PROBLEM REQUIREMENTS :: Rewrite the headwind problem below, starting at "An airplane flying" and ending at "of the airplane.", and put "aircraft" wherever "airplane" appears.
[begin TEXT EXCERPT]
Question

An airplane flying into a headwind travels the 1800-mile flying distance between New York City and Albuquerque, New Mexico in 3 hours and 36 minutes. On the return flight, the same distance is traveled in 3 hours and 20 minutes. Find the airspeed of the plane and the speed of the wind, assuming that both remain constant.
airspeed of the plane mph
speed of the wind mph

Answer 1

Answer:airspeed of the plane is 520 mph

speed of the wind is 20 mph

Step-by-step explanation:

Let x represent the airspeed of the airplane.

Let y represent the speed of the wind.

Since the airplane was flying into the headwind, the total speed would be x - y miles per hour.

The flying distance between New York City and Albuquerque, New Mexico is 1800 miles.

Time taken to travel this distance is 3 hours 36 minutes = 3 + 36/60 = 3.6 hours

Distance = speed × time

Therefore

1800 = 3.6(x - y)

1800 = 3.6x - 3.6y - - - - - - - - - - 1

On the return flight, it is assumed that the airplane flew in the direction of the wind. The total speed would be (x + y) miles per hour. The same distance is traveled in 3 hours and 20 minutes = 3 + 20/60 = 3.33 hours. Therefore

1800 = 3.33(x + y)

1800 = 3.33x + 3.33y - - - - - - - - - - 2

Multiplying equation 1 by 3.33 and and equation 2 by 3.6, it becomes

6000 = 12x - 12y

6480 = 12x + 12y

Adding both equations, it becomes

12480 = 24x

x = 12480/24 = 520

Substituting x = 520 into equation 1, it becomes

1800 = 3.6 × 520 - 3.6y

1800 = 1872 - 3.6y

3.6y = 1872 - 1800 = 72

y = 72/3.6 = 20

Answer 2

Answer:

plane speed = 520 mph

wind speed = 20 mph

Step-by-step explanation:

let the speed of the wind be w mph and the speed of the plane be p mph

flying from NY to NM,

time taken = 3 hr 36 min = 3.6 hr

average ground speed = total distance / time taken

= 1800 / 3.6 = 500 mph

since it is a headwind, the plane speed will be slowed down by the head wind, resulting in a lower ground speed.
[end TEXT EXCERPT]
[begin EXCERPTED RECORDS]
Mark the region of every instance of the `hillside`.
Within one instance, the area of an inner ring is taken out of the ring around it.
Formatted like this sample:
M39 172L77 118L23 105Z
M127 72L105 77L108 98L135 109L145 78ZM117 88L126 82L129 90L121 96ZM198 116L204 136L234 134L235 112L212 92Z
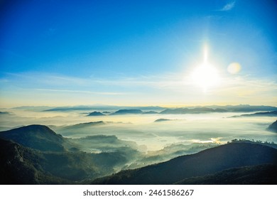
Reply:
M230 143L166 162L97 179L92 184L171 184L224 170L277 164L277 149L254 143Z
M0 138L44 151L65 151L65 139L46 126L30 125L1 131Z
M178 185L276 185L277 165L262 164L224 170L214 174L188 178Z

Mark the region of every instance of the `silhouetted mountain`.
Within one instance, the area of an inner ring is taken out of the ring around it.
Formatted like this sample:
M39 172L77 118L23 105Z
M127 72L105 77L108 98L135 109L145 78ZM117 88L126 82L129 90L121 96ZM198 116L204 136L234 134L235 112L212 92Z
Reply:
M78 129L78 128L84 128L84 127L94 127L98 125L104 125L106 123L104 122L103 121L91 122L80 123L77 124L69 125L63 127L63 129Z
M111 115L116 115L116 114L142 114L143 112L140 109L120 109L117 112L115 112Z
M241 115L234 115L231 117L276 117L277 111L273 112L256 112L253 114L244 114Z
M185 178L261 164L277 164L277 149L254 143L230 143L166 162L121 171L93 184L171 184Z
M228 112L224 109L212 109L207 107L196 107L196 108L178 108L168 109L162 111L160 114L198 114L198 113L209 113L209 112Z
M161 118L161 119L158 119L155 120L154 122L167 122L167 121L170 121L170 120L172 120L172 119Z
M269 127L267 128L267 130L274 133L277 133L277 120L272 123L271 125L269 125Z
M74 184L114 172L119 153L41 151L0 139L1 184Z
M89 113L87 116L102 116L104 115L104 114L99 112L93 112Z
M41 167L45 158L38 151L0 139L0 184L68 184Z
M178 185L276 185L277 165L262 164L230 168L214 174L188 178Z
M43 125L30 125L0 132L0 138L45 151L63 151L65 139Z

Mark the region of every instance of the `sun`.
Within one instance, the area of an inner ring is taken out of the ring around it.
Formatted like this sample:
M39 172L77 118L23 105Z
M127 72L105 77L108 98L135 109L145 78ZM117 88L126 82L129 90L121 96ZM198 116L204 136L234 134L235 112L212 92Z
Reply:
M191 77L194 84L202 87L204 91L217 85L219 80L217 70L209 63L203 63L197 67L192 71Z
M217 68L207 61L207 45L204 48L204 61L192 70L191 78L193 84L202 88L204 92L216 86L219 82L219 76Z

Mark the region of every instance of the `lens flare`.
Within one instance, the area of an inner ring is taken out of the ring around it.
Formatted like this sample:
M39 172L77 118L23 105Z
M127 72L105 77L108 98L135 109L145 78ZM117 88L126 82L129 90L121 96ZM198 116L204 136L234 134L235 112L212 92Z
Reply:
M238 73L241 69L241 66L238 63L232 63L228 65L227 71L229 73L234 75Z

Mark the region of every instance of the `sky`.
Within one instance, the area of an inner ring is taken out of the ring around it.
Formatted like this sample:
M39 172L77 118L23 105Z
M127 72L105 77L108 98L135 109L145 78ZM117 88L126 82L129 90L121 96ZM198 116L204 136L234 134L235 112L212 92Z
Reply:
M271 0L0 1L0 107L277 106L276 18Z

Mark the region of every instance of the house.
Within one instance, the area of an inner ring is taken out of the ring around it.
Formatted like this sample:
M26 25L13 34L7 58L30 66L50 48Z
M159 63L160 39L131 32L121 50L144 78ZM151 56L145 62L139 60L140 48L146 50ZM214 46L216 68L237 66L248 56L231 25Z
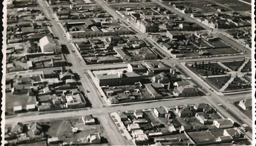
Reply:
M22 106L21 105L13 107L13 112L14 113L20 113L22 112Z
M252 108L252 99L240 100L238 105L244 110L251 110Z
M28 111L34 111L36 110L36 105L34 104L27 105L26 109Z
M220 120L213 121L213 124L218 128L230 128L233 127L234 124L230 120Z
M86 102L83 95L81 93L76 95L66 95L65 98L67 103L66 107L76 108L85 107Z
M148 69L141 63L137 64L128 64L127 65L128 72L138 72L140 73L145 73Z
M169 113L168 110L164 106L155 108L154 112L157 118L165 117L168 119L171 118L171 114Z
M134 111L133 115L136 117L136 119L142 119L143 117L143 113L140 111Z
M54 105L60 105L61 104L61 98L59 98L56 96L54 96L52 97L52 103Z
M91 115L82 116L82 120L84 124L86 125L93 125L95 124L95 120Z
M76 81L73 79L66 80L66 83L69 84L70 86L76 86L77 84Z
M39 40L39 45L42 52L59 53L61 52L61 47L58 40L52 39L47 36Z
M76 43L76 46L79 51L90 50L93 48L92 44L90 44L88 40L83 42Z
M43 131L42 123L40 122L33 122L28 125L28 129L31 131L34 135L39 135Z
M140 130L140 128L138 123L133 123L128 124L127 126L127 129L128 131Z
M89 134L86 137L87 141L92 144L100 143L101 141L100 136L98 133Z
M241 137L241 133L235 128L224 130L223 135L226 136L231 136L233 139Z
M57 73L54 71L43 71L43 77L44 79L57 78L58 77L58 75Z
M197 112L204 112L206 113L215 112L215 110L207 104L197 104L194 105L193 108Z
M60 79L66 80L67 79L75 79L75 75L69 72L65 72L59 76Z
M158 88L163 88L164 86L162 84L158 83L146 84L144 85L147 91L148 92L153 98L159 99L163 97L162 94L158 91L156 87L157 86Z
M180 108L180 106L176 106L176 112L180 118L191 117L193 116L193 112L189 110L186 106Z
M133 131L132 135L132 140L135 145L145 144L148 142L148 138L141 130Z
M193 97L198 96L197 89L192 85L175 87L173 92L173 95L179 97Z
M181 40L183 38L183 35L178 30L167 31L166 33L166 36L171 40L177 39Z
M145 66L154 74L157 74L162 72L170 73L170 68L160 61L152 61L145 63Z
M123 73L117 74L98 74L97 81L100 86L119 86L122 85L134 84L141 81L141 76L135 73Z
M23 133L24 125L21 123L17 122L12 125L11 131L14 134L18 134Z
M120 121L125 121L128 119L127 116L123 112L120 112L118 113L119 116L119 119Z
M49 145L56 144L59 143L61 142L61 141L59 140L58 137L52 137L48 138L47 139L47 142Z
M27 49L27 52L28 53L35 53L36 51L36 46L34 42L31 40L28 40L25 42L25 48Z

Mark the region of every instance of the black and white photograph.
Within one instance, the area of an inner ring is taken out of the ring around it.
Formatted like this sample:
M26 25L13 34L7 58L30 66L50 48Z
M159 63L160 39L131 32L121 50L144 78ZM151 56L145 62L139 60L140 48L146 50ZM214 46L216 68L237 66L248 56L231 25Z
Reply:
[end EXCERPTED RECORDS]
TASK RESULT ::
An aircraft flying into a headwind travels the 1800-mile flying distance between New York City and Albuquerque, New Mexico in 3 hours and 36 minutes. On the return flight, the same distance is traveled in 3 hours and 20 minutes. Find the airspeed of the plane and the speed of the wind, assuming that both remain constant.
airspeed of the plane mph
speed of the wind mph

Answer 1

Answer:airspeed of the plane is 520 mph

speed of the wind is 20 mph

Step-by-step explanation:

Let x represent the airspeed of the aircraft.